_What you have to do_:
Based on the entries below, how many lines contain the word "order"? Respond with only the number.

# # # # #

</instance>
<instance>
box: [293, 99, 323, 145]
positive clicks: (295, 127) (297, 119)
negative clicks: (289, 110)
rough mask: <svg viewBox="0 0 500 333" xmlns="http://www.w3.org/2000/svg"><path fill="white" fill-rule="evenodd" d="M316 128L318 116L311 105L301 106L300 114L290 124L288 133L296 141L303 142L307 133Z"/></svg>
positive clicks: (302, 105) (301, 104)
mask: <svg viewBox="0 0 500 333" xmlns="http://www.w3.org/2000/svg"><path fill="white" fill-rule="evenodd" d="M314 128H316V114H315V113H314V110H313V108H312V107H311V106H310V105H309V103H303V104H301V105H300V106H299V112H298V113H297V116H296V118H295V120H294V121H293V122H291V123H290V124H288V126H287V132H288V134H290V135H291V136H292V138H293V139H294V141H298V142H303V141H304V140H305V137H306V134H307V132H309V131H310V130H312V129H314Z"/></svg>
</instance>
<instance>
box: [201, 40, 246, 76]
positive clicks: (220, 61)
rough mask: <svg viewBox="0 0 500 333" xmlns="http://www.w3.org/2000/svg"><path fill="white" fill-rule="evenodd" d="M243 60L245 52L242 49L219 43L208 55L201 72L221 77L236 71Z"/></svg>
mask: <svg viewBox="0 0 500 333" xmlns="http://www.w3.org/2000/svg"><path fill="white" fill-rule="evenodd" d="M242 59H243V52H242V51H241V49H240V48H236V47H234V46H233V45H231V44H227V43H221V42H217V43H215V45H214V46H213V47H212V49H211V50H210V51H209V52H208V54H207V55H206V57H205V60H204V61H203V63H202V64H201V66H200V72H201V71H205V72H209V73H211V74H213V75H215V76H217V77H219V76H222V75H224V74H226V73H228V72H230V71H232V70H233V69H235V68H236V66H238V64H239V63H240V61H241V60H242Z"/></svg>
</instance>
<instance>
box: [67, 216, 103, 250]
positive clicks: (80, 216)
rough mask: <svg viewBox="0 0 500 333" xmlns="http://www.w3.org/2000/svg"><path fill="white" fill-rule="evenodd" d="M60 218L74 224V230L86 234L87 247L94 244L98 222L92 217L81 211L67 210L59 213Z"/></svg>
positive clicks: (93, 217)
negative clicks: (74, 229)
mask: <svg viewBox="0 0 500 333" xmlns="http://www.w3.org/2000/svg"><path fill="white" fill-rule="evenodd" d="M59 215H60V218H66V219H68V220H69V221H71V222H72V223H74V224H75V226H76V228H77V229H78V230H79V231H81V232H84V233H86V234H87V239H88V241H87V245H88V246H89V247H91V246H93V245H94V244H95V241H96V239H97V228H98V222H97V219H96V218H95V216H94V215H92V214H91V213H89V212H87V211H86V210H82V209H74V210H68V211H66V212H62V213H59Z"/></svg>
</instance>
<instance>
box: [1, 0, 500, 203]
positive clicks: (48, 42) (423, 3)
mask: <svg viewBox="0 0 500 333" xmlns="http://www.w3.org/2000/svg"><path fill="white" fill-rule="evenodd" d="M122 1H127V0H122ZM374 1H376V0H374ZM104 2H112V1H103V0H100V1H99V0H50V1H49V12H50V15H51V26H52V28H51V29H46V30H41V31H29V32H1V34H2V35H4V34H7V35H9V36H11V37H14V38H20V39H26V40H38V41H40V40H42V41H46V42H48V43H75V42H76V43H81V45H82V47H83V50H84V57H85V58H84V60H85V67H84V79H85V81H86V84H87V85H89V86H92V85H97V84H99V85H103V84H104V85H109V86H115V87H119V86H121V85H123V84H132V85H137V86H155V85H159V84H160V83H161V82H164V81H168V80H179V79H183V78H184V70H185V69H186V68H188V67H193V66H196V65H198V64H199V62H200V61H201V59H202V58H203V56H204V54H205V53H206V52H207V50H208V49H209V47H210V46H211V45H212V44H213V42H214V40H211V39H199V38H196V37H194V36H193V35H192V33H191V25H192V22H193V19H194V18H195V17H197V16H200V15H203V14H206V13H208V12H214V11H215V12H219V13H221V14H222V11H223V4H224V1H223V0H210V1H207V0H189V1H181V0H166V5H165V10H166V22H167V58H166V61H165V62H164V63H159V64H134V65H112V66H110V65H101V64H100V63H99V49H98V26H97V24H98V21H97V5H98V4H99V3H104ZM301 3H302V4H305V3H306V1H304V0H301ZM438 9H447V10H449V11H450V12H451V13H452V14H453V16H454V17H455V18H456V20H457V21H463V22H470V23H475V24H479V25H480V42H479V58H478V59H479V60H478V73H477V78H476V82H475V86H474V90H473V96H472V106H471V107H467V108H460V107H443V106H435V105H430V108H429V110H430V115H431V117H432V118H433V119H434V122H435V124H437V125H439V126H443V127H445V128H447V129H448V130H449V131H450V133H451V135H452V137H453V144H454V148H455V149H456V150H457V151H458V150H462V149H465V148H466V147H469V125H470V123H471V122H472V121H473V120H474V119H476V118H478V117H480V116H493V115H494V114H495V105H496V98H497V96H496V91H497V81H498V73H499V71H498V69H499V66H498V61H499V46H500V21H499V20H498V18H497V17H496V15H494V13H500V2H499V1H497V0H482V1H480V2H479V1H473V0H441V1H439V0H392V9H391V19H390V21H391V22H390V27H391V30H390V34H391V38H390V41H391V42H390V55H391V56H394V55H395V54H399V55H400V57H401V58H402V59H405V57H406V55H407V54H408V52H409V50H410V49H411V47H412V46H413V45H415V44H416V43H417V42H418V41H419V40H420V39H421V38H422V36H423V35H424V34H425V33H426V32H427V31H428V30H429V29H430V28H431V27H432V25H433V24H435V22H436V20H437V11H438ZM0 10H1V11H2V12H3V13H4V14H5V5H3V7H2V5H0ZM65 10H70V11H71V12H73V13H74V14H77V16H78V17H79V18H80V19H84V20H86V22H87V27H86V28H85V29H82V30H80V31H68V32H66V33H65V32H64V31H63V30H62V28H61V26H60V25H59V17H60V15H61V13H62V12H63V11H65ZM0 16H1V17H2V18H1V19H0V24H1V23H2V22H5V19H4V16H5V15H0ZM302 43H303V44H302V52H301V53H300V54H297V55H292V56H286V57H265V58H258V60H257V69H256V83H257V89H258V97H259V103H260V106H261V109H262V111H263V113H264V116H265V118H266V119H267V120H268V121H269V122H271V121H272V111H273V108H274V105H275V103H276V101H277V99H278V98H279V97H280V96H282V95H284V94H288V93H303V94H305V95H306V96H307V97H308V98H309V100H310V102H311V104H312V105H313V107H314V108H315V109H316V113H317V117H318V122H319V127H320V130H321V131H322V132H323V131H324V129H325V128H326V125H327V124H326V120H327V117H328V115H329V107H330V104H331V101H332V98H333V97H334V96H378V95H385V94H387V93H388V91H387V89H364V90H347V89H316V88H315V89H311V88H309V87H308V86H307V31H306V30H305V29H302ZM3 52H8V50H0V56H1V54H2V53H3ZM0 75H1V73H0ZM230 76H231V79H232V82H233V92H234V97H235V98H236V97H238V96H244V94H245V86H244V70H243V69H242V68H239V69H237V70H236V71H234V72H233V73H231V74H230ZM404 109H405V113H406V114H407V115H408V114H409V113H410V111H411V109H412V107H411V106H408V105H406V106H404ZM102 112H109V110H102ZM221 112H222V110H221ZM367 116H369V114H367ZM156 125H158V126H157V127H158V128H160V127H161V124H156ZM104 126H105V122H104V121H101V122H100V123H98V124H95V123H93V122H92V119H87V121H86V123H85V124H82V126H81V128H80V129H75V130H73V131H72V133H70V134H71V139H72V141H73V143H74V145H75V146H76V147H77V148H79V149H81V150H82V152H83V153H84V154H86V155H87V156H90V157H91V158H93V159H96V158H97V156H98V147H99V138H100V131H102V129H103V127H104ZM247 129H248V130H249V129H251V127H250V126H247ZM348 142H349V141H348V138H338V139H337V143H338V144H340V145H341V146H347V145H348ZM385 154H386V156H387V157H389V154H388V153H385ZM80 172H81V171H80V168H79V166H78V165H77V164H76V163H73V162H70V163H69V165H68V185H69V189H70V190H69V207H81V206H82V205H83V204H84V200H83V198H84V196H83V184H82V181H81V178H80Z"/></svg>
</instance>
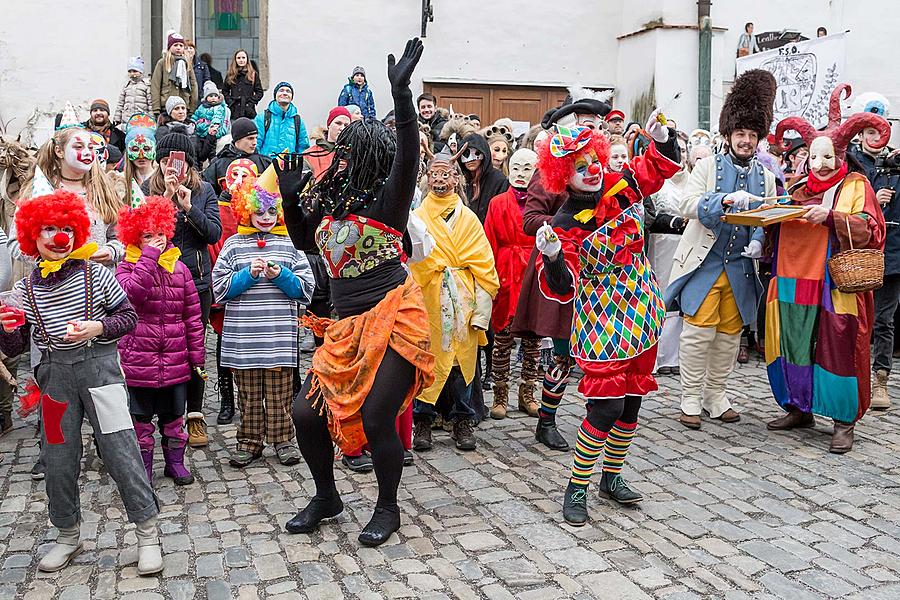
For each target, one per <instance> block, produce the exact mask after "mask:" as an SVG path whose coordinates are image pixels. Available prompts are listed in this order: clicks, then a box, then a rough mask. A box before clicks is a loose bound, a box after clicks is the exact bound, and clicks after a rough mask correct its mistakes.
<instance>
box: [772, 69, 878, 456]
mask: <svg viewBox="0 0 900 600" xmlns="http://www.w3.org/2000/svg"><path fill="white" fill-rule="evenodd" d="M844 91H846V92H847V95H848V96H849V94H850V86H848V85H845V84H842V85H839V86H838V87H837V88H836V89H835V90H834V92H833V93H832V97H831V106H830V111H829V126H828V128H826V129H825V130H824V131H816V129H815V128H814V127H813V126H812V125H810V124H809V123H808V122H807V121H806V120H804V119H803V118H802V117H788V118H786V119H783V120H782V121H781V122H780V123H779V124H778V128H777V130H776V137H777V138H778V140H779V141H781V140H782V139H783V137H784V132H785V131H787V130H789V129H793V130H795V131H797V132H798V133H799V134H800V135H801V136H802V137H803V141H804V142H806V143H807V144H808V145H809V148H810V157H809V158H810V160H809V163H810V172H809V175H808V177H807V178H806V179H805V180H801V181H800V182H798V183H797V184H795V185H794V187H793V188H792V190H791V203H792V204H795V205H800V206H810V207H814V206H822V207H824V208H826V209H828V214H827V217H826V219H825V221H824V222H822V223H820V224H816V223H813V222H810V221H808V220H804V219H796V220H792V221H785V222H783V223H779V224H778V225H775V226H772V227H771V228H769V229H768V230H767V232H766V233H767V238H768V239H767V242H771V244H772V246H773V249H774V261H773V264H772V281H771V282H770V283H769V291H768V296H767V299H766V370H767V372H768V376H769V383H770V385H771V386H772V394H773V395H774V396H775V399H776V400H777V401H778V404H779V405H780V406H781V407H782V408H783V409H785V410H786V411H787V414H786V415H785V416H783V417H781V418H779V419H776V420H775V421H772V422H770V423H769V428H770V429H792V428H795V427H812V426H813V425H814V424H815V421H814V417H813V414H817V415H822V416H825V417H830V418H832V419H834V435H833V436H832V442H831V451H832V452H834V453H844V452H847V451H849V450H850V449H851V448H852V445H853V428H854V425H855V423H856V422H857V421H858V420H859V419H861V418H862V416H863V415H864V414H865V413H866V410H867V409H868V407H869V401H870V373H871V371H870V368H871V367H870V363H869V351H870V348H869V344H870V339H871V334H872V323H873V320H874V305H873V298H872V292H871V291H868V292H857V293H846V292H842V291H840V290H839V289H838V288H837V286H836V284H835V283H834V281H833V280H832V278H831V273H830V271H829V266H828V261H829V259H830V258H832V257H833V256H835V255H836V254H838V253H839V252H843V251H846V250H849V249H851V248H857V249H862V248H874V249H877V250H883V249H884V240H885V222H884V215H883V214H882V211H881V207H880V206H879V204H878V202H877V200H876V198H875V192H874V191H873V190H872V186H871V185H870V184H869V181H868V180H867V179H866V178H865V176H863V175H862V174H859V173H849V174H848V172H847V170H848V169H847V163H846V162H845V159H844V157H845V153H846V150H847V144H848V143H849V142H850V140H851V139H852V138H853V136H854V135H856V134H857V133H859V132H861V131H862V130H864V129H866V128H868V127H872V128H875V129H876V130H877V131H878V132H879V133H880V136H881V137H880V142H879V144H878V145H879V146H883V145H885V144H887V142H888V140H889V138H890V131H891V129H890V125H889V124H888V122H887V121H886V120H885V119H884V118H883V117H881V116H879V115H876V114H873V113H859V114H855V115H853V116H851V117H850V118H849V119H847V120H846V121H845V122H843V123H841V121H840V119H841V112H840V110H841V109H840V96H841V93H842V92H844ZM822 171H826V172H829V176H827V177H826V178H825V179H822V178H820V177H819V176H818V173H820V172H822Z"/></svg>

# # # # #

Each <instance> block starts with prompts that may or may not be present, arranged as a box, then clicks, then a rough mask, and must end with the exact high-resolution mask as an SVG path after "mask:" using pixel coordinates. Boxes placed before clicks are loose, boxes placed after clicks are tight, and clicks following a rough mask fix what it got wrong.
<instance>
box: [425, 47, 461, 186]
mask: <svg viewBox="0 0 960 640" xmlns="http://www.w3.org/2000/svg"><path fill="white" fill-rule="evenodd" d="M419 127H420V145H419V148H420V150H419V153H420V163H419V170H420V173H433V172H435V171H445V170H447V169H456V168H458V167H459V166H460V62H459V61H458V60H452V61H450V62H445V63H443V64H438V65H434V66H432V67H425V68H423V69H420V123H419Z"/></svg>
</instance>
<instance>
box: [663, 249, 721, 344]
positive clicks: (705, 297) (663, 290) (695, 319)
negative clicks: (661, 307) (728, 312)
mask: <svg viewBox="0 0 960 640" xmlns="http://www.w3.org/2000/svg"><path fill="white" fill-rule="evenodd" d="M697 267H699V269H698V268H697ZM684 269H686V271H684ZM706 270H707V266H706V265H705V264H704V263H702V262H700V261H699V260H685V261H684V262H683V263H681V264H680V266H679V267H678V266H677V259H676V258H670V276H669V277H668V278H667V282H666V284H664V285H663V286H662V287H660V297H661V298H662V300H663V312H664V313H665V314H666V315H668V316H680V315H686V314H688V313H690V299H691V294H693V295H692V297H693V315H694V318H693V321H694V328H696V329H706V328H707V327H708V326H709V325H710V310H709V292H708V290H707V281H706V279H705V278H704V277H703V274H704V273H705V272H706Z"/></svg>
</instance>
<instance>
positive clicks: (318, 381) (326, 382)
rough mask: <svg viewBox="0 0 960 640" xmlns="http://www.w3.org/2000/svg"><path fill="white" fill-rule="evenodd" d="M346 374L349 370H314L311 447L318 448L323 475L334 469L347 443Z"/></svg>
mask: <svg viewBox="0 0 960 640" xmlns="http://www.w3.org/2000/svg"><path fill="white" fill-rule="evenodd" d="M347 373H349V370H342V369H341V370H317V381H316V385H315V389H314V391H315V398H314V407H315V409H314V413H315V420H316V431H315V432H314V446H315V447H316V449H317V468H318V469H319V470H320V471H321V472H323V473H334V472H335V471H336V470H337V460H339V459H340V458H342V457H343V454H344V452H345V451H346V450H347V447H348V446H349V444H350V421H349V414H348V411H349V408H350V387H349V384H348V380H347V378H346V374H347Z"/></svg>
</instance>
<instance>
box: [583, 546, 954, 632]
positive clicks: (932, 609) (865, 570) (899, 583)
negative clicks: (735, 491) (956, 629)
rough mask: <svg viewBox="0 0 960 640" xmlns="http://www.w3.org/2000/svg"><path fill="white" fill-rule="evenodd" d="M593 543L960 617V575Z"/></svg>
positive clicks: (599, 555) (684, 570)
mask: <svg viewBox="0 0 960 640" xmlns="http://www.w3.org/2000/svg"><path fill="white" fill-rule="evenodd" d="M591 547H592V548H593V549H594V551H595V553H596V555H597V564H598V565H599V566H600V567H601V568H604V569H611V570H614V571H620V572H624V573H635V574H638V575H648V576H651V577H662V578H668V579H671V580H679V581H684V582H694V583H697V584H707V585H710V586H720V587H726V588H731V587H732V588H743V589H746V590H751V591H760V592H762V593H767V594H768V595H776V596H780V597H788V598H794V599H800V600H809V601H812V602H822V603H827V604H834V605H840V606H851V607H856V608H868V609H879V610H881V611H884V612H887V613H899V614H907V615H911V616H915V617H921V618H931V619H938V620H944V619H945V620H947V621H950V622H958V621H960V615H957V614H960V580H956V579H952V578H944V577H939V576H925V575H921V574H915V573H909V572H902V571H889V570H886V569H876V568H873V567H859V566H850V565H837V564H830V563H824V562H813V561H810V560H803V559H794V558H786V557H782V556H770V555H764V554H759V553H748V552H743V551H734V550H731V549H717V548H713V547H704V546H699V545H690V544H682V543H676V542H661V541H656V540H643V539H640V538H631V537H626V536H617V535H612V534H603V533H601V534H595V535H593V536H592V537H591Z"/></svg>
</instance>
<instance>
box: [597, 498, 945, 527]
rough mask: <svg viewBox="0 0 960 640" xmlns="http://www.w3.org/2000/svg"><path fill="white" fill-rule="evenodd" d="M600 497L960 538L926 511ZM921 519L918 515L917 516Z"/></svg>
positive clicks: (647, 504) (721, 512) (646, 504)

# # # # #

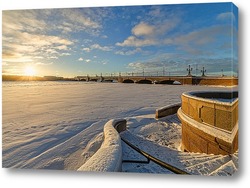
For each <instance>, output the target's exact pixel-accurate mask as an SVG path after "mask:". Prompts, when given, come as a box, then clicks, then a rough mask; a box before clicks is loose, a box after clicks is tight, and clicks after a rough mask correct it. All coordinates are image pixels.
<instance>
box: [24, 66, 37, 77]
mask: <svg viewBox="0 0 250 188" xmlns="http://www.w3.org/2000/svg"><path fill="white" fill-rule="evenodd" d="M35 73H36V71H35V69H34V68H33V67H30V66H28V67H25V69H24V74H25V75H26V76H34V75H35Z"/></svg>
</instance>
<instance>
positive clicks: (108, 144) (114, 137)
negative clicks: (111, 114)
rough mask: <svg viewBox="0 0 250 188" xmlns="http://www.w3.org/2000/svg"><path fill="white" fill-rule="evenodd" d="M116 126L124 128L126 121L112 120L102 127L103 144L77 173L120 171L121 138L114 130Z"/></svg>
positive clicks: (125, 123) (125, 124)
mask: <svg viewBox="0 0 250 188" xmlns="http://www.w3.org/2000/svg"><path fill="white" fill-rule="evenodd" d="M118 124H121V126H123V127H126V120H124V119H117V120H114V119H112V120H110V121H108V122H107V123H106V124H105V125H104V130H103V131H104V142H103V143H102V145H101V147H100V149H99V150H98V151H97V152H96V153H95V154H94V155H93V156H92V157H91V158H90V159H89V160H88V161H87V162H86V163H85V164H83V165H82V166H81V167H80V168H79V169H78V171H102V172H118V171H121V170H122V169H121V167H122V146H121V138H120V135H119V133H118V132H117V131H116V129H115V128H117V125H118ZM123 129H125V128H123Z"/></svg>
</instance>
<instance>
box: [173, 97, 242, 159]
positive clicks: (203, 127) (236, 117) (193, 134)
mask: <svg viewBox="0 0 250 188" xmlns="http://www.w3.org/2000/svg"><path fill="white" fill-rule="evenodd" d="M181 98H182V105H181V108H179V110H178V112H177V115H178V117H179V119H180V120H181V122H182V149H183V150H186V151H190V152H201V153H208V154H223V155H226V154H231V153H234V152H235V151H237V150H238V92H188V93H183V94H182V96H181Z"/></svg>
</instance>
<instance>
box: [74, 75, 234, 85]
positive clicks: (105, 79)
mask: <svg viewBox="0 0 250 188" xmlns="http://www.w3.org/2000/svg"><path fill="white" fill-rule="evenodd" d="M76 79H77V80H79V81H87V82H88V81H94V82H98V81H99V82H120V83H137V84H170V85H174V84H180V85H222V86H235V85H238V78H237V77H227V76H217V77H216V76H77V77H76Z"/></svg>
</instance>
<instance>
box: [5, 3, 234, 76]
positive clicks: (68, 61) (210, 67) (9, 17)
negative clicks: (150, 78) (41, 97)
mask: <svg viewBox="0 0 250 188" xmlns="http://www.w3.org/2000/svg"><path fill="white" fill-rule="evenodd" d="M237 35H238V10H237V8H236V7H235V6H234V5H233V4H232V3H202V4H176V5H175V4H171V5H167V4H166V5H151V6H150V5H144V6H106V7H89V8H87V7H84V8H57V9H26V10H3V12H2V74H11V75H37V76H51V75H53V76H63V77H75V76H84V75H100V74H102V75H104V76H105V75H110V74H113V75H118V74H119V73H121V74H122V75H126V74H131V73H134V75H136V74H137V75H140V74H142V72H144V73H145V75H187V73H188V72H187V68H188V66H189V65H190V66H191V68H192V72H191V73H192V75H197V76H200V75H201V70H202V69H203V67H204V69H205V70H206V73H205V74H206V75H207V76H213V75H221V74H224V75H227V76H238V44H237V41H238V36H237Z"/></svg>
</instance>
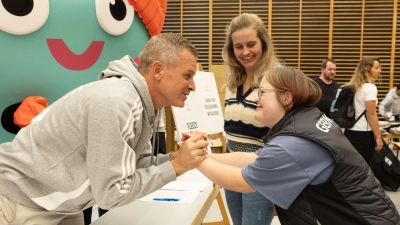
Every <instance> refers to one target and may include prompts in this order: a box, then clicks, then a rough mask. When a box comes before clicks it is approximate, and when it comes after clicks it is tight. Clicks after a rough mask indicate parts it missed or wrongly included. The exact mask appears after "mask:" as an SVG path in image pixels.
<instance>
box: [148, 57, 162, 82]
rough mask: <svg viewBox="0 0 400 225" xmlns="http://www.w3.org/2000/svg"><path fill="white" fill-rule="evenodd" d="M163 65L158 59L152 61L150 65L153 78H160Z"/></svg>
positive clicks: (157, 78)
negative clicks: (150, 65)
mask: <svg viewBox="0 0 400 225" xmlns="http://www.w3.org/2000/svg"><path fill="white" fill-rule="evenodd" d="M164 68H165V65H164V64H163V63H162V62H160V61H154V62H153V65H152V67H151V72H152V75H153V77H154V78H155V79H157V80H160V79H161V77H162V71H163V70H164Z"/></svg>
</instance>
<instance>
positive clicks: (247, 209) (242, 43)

# # # # #

_Result_:
2